■ **WHAT THE EXERCISE ASKS**
Copy the listing below line for line without changing anything, and leave out the pictures.

■ **SOURCE DATA**
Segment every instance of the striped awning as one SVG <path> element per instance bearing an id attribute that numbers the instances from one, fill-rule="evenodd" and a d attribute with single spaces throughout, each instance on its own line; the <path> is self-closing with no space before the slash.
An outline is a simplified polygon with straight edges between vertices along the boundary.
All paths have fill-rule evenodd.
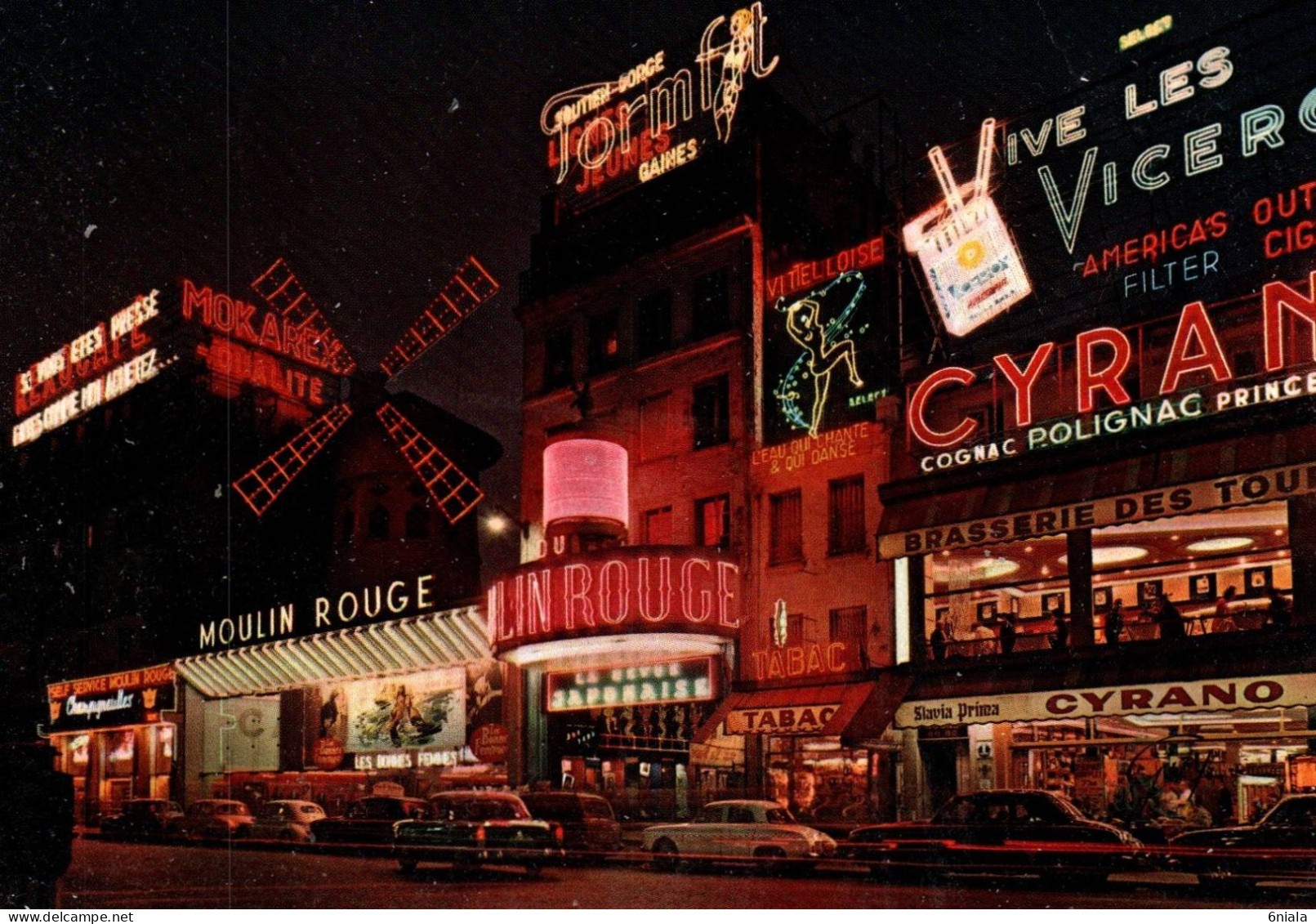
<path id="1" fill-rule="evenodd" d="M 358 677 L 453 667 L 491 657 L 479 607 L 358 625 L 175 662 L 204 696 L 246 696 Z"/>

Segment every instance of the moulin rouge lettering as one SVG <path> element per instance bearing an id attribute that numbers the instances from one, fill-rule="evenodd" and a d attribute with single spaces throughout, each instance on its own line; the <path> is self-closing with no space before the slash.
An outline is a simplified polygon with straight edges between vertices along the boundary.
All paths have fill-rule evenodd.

■ **FULL ANSWER**
Segment every instance of the striped awning as one SVG <path> element per instance bearing an id attribute that numbers the instances from one, fill-rule="evenodd" and a d attribute with single spaces throughout, each instance on its own line; the <path> is self-closing with no space before the slash.
An outline is a simplified polygon with straight edges between vertices along the boundary.
All paths have fill-rule evenodd.
<path id="1" fill-rule="evenodd" d="M 358 677 L 453 667 L 491 657 L 479 607 L 358 625 L 175 662 L 204 696 L 246 696 Z"/>

Segment every instance of the moulin rouge lettering as one SVG <path> element per instance bearing an id attribute that numbers the instances from one, fill-rule="evenodd" and a d attribute with single spaces throughout, each instance on its own line; the <path> is self-closing with no space before the slash.
An outline is a simplified polygon with straight edges between vertices along the boundary.
All paths have fill-rule evenodd.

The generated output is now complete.